WHAT NEEDS TO BE DONE
Only lines containing the string "hair" belong in the answer; copy all of them from the entries.

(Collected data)
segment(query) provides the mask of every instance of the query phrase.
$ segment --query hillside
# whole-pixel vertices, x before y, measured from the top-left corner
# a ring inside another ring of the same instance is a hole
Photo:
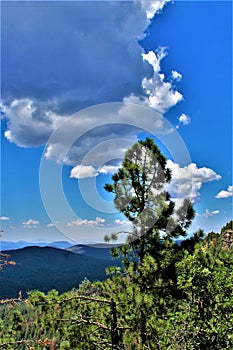
[[[111,259],[111,249],[117,247],[116,244],[92,244],[84,245],[78,244],[67,248],[68,251],[76,254],[86,255],[93,258],[109,260]]]
[[[103,280],[105,268],[113,264],[110,259],[51,247],[26,247],[4,253],[11,256],[16,266],[7,266],[0,272],[0,298],[17,297],[19,290],[24,295],[34,289],[65,292],[77,287],[84,277]]]

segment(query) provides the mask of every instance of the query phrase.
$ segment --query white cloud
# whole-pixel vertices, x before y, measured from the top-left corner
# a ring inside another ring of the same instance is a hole
[[[211,212],[212,215],[216,215],[216,214],[219,214],[219,210],[214,210]]]
[[[105,224],[105,219],[96,217],[95,220],[87,220],[87,219],[77,219],[75,221],[70,221],[66,226],[75,227],[75,226],[97,226],[102,227]]]
[[[233,196],[233,186],[228,186],[227,191],[222,190],[220,191],[215,198],[229,198]]]
[[[154,3],[162,7],[160,1]],[[150,23],[147,8],[140,1],[6,4],[2,11],[5,89],[14,91],[17,80],[23,96],[54,102],[59,99],[61,104],[85,103],[87,96],[94,102],[122,83],[126,91],[127,83],[134,89],[138,79],[133,76],[134,70],[142,71],[137,39],[144,36]]]
[[[95,177],[98,171],[91,165],[77,165],[71,170],[70,177],[75,179],[83,179],[87,177]]]
[[[22,222],[22,225],[24,226],[24,228],[37,228],[39,225],[39,221],[34,219],[29,219],[27,221]]]
[[[10,218],[8,218],[7,216],[0,216],[0,221],[8,221],[10,220]]]
[[[56,225],[55,225],[55,224],[50,223],[50,224],[47,224],[47,225],[46,225],[46,227],[56,227]]]
[[[118,165],[104,165],[99,169],[99,174],[115,174],[120,167]]]
[[[138,39],[145,36],[150,19],[167,2],[43,2],[39,7],[34,2],[23,7],[20,3],[14,7],[6,3],[2,84],[3,112],[8,120],[6,138],[19,146],[41,146],[73,112],[124,100],[157,110],[156,123],[158,129],[162,128],[159,116],[176,105],[182,95],[161,73],[160,62],[166,50],[160,48],[145,54]],[[63,12],[66,16],[61,16]],[[12,16],[14,30],[10,25]],[[18,59],[22,55],[24,59]],[[116,116],[91,117],[100,124],[116,120]],[[123,116],[117,117],[119,123],[124,121]],[[86,131],[88,123],[88,118],[80,118],[75,125],[70,123],[62,139],[48,145],[46,157],[80,165],[82,155],[97,141],[109,136],[135,139],[132,127],[126,131],[121,127],[115,132],[106,127],[102,134],[93,132],[89,144],[75,144],[66,154],[70,130],[74,127]]]
[[[22,147],[43,145],[64,120],[46,105],[28,98],[13,100],[4,106],[4,113],[8,119],[5,137]]]
[[[82,173],[85,171],[90,174],[88,176],[96,176],[93,168],[84,169],[80,165],[82,157],[89,149],[93,148],[98,143],[103,143],[109,138],[113,140],[114,138],[125,137],[135,141],[137,131],[133,125],[135,125],[137,118],[138,120],[142,118],[142,111],[140,110],[140,113],[138,113],[135,105],[134,108],[131,107],[131,110],[129,111],[129,104],[132,106],[132,103],[136,103],[137,105],[140,104],[145,107],[153,108],[156,111],[156,116],[154,115],[151,119],[145,119],[145,126],[147,126],[149,130],[153,125],[158,132],[170,132],[164,128],[162,115],[169,108],[176,105],[182,99],[182,95],[174,90],[171,83],[166,82],[164,80],[164,75],[160,73],[160,61],[165,55],[166,50],[162,47],[157,50],[156,53],[149,52],[142,55],[144,61],[147,62],[152,69],[152,77],[143,78],[141,83],[143,91],[141,95],[136,96],[131,94],[124,98],[125,108],[122,108],[121,106],[118,111],[114,110],[112,113],[109,111],[107,115],[106,113],[104,115],[103,113],[98,115],[89,111],[88,113],[81,112],[80,116],[77,118],[68,118],[68,116],[61,116],[52,112],[45,104],[40,106],[38,102],[33,102],[29,99],[14,100],[10,106],[5,107],[8,118],[8,130],[6,131],[5,136],[9,141],[15,142],[20,146],[39,146],[47,140],[51,133],[56,130],[63,121],[65,121],[66,123],[62,124],[62,137],[56,139],[52,144],[50,143],[47,146],[45,157],[48,159],[54,158],[56,161],[69,165],[78,164],[80,168],[77,168],[73,172],[76,173],[76,176],[79,178],[82,177]],[[132,109],[134,110],[132,111]],[[129,112],[131,113],[131,117],[129,117]],[[69,144],[69,139],[72,133],[77,133],[77,130],[79,130],[80,134],[82,134],[82,131],[85,133],[86,130],[88,130],[90,118],[95,120],[96,125],[102,125],[105,123],[105,127],[102,131],[92,130],[85,136],[85,140],[79,140],[78,144],[74,143],[72,146],[69,146],[67,152],[67,144]],[[118,123],[124,123],[125,119],[128,121],[129,118],[132,119],[131,126],[112,126],[113,120]],[[108,126],[108,123],[111,123],[111,126]],[[118,144],[117,148],[112,146],[113,145],[111,145],[111,152],[113,152],[114,149],[115,153],[117,153],[118,150],[121,154],[124,153],[122,152],[124,149],[120,144]],[[101,152],[95,154],[93,160],[99,159],[101,154]],[[105,150],[104,154],[106,154]],[[83,165],[89,166],[90,164],[93,163]],[[100,164],[97,165],[99,166]],[[86,177],[86,175],[83,177]]]
[[[182,124],[182,125],[189,125],[191,123],[191,118],[187,114],[184,114],[184,113],[182,113],[178,119],[179,119],[180,124]]]
[[[70,178],[84,179],[88,177],[96,177],[99,174],[114,174],[120,165],[104,165],[99,169],[94,168],[92,165],[77,165],[70,172]]]
[[[116,224],[116,225],[120,225],[120,226],[125,226],[125,225],[130,225],[131,223],[129,222],[129,221],[127,221],[127,220],[120,220],[120,219],[116,219],[115,221],[114,221],[114,223]]]
[[[164,47],[160,47],[156,52],[142,54],[144,61],[152,67],[153,74],[150,78],[142,80],[143,95],[131,94],[124,99],[125,102],[145,105],[162,115],[183,99],[182,94],[175,90],[170,82],[165,81],[165,76],[161,73],[160,62],[165,56]]]
[[[146,15],[148,19],[152,19],[155,15],[155,13],[161,11],[166,3],[168,3],[171,0],[155,0],[155,1],[148,1],[148,0],[142,0],[142,8],[146,11]]]
[[[172,171],[172,180],[168,185],[168,191],[174,198],[190,198],[193,201],[199,199],[200,189],[203,183],[220,180],[221,176],[210,168],[198,168],[195,163],[180,167],[171,160],[167,166]]]
[[[214,215],[218,215],[218,214],[219,214],[219,210],[209,211],[208,209],[206,209],[203,216],[208,219],[209,217],[214,216]]]
[[[182,74],[178,73],[177,71],[173,70],[172,71],[172,79],[181,81],[182,80]]]

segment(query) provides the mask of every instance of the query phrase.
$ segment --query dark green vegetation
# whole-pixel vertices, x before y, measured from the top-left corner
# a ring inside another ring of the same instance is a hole
[[[161,265],[173,259],[174,250],[176,282],[164,286],[162,279],[154,281],[154,288],[143,294],[130,273],[112,269],[104,282],[86,279],[78,289],[62,295],[35,291],[26,301],[2,304],[0,348],[232,349],[232,249],[222,250],[220,235],[215,234],[197,243],[192,253],[164,246]],[[153,260],[147,260],[143,270],[153,276],[154,268]],[[142,344],[138,324],[145,307],[147,337]]]
[[[67,250],[72,253],[89,256],[92,258],[112,260],[111,257],[111,248],[117,247],[114,244],[93,244],[93,245],[84,245],[78,244],[68,248]]]
[[[24,296],[25,292],[35,289],[48,292],[56,288],[65,292],[78,286],[84,277],[91,281],[103,280],[106,278],[105,269],[111,264],[110,254],[107,259],[107,251],[102,256],[102,249],[96,250],[96,256],[49,247],[26,247],[5,252],[16,265],[8,265],[0,272],[0,298],[16,298],[20,290]]]
[[[150,138],[138,141],[125,153],[112,180],[105,189],[114,194],[116,208],[132,222],[128,244],[117,249],[116,256],[123,255],[124,272],[137,287],[138,298],[151,301],[140,305],[135,323],[143,347],[148,343],[147,314],[151,307],[162,311],[161,298],[167,293],[177,294],[173,287],[176,247],[172,239],[186,235],[194,210],[188,199],[176,209],[166,190],[171,171]],[[157,298],[153,299],[155,290]]]
[[[126,152],[105,186],[132,222],[127,244],[112,251],[122,266],[62,295],[35,291],[24,302],[3,301],[0,348],[233,349],[232,222],[221,235],[203,238],[199,230],[176,244],[194,211],[189,200],[176,210],[166,191],[170,176],[151,139]]]

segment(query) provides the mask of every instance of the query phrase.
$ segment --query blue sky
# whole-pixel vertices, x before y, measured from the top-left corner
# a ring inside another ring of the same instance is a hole
[[[174,196],[194,201],[190,234],[232,219],[231,1],[1,7],[4,240],[93,242],[127,227],[103,186],[149,132]]]

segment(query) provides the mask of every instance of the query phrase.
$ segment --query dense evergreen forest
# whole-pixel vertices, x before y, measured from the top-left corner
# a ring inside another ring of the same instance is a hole
[[[170,179],[151,139],[132,146],[105,186],[132,223],[126,244],[112,250],[122,267],[61,295],[2,300],[0,348],[233,349],[232,221],[220,233],[199,230],[176,244],[194,210],[187,199],[176,209]]]

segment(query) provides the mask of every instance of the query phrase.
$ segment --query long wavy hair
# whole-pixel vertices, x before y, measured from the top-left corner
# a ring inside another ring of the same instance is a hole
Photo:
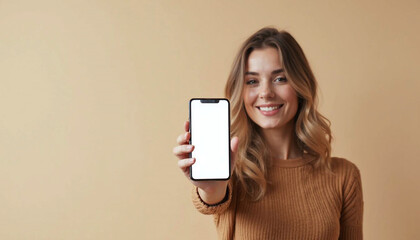
[[[295,138],[304,153],[316,158],[315,167],[330,169],[330,121],[317,111],[317,82],[302,48],[286,31],[263,28],[250,36],[239,49],[225,87],[231,102],[232,136],[239,137],[233,181],[244,195],[261,199],[267,190],[267,173],[271,155],[263,136],[247,115],[243,101],[245,66],[254,49],[272,47],[278,50],[286,78],[298,96]]]

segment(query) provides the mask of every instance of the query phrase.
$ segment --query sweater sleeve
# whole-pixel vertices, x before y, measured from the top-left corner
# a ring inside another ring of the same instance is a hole
[[[359,169],[353,164],[343,186],[339,239],[363,239],[362,181]]]
[[[194,186],[192,189],[192,201],[195,208],[202,214],[221,214],[229,207],[232,201],[232,184],[229,181],[228,187],[226,189],[225,198],[217,204],[208,205],[205,203],[198,193],[198,187]]]

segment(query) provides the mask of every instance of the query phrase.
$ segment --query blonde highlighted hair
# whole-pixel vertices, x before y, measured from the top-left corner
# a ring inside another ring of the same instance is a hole
[[[305,54],[288,32],[263,28],[242,44],[225,87],[225,95],[231,102],[231,134],[239,137],[233,179],[253,200],[261,199],[267,190],[271,155],[259,126],[246,114],[242,92],[250,53],[267,47],[279,51],[286,78],[298,96],[298,111],[293,119],[298,146],[316,158],[315,167],[330,168],[330,121],[317,111],[317,82]]]

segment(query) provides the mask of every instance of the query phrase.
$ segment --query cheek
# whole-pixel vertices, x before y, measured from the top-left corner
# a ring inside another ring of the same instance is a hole
[[[297,93],[290,85],[286,85],[281,89],[281,96],[289,104],[297,105]]]
[[[244,103],[246,105],[252,105],[257,97],[256,91],[252,89],[246,89],[243,92]]]

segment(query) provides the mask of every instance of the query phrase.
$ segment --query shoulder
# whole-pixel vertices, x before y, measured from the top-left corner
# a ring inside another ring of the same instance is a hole
[[[344,184],[360,181],[360,170],[353,162],[341,158],[331,158],[331,171],[336,175],[337,178],[343,181]]]
[[[331,158],[331,170],[333,172],[341,171],[359,171],[359,168],[353,162],[341,158],[341,157],[332,157]]]
[[[345,158],[333,157],[331,170],[338,180],[340,239],[362,239],[364,202],[359,168]]]

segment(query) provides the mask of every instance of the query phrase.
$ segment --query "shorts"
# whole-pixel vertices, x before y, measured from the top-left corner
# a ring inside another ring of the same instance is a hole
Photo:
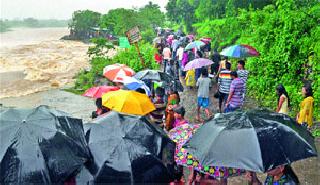
[[[198,97],[198,106],[202,108],[209,107],[209,98]]]

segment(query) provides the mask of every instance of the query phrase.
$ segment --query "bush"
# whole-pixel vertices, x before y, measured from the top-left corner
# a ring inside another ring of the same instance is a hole
[[[291,98],[291,115],[299,110],[304,83],[312,83],[314,117],[320,119],[320,5],[278,0],[262,10],[237,10],[234,17],[194,24],[200,37],[213,38],[213,47],[249,44],[260,52],[248,58],[249,95],[262,106],[276,108],[275,88],[282,83]]]
[[[96,45],[101,47],[101,45]],[[108,46],[109,47],[109,46]],[[114,56],[112,59],[106,56],[97,56],[90,59],[91,69],[90,71],[81,71],[76,75],[75,86],[69,91],[82,94],[85,90],[93,87],[96,81],[104,80],[103,77],[103,68],[110,64],[121,63],[126,64],[134,71],[138,72],[143,69],[158,69],[159,65],[154,61],[154,54],[156,50],[149,43],[141,42],[139,44],[140,52],[142,58],[144,59],[144,66],[142,65],[136,48],[131,46],[127,50],[120,49],[118,54]],[[91,50],[96,50],[91,48]],[[101,53],[100,53],[101,54]],[[105,54],[105,53],[104,53]],[[112,82],[108,82],[112,85]]]

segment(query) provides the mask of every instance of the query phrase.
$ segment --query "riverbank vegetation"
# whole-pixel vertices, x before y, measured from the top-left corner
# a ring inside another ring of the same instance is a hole
[[[144,39],[141,50],[149,68],[157,67],[153,65],[154,51],[148,44],[155,36],[156,26],[182,26],[186,33],[194,33],[198,38],[211,37],[212,48],[218,51],[232,44],[249,44],[260,52],[260,57],[247,59],[249,95],[261,106],[274,109],[275,88],[282,83],[290,95],[294,115],[302,100],[302,85],[311,83],[314,115],[320,119],[320,5],[317,0],[169,0],[166,9],[165,16],[159,6],[152,3],[140,9],[110,10],[100,16],[97,25],[117,36],[138,25]],[[85,72],[78,75],[76,87],[86,89],[92,85],[94,75],[101,75],[106,64],[126,63],[136,71],[143,68],[133,47],[120,51],[113,59],[94,57],[91,62],[91,71],[86,72],[87,76]]]
[[[144,61],[144,65],[142,65],[134,46],[131,46],[128,49],[120,49],[115,48],[116,46],[113,46],[111,43],[103,41],[103,39],[94,39],[93,42],[95,42],[96,45],[89,49],[89,51],[91,51],[91,69],[88,71],[81,71],[76,76],[75,86],[68,91],[82,94],[85,90],[94,85],[112,85],[110,81],[103,77],[103,68],[110,64],[126,64],[136,72],[143,70],[144,68],[159,69],[159,65],[153,62],[153,56],[156,51],[150,43],[144,41],[139,43],[140,53]],[[109,57],[109,49],[117,50],[117,54],[114,57]]]
[[[149,2],[142,8],[125,9],[117,8],[100,14],[91,10],[75,11],[69,24],[75,39],[89,39],[99,37],[124,36],[125,32],[134,26],[138,26],[144,40],[151,42],[155,37],[154,28],[164,26],[165,14],[160,6]]]

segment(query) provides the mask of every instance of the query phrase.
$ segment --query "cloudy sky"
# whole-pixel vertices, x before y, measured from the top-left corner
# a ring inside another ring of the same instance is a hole
[[[149,1],[164,6],[168,0],[0,0],[1,19],[70,19],[75,10],[106,13],[114,8],[141,7]]]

ANSWER TO THIS PROBLEM
$ segment --query long wavy hair
$ segment --query blonde highlighted hair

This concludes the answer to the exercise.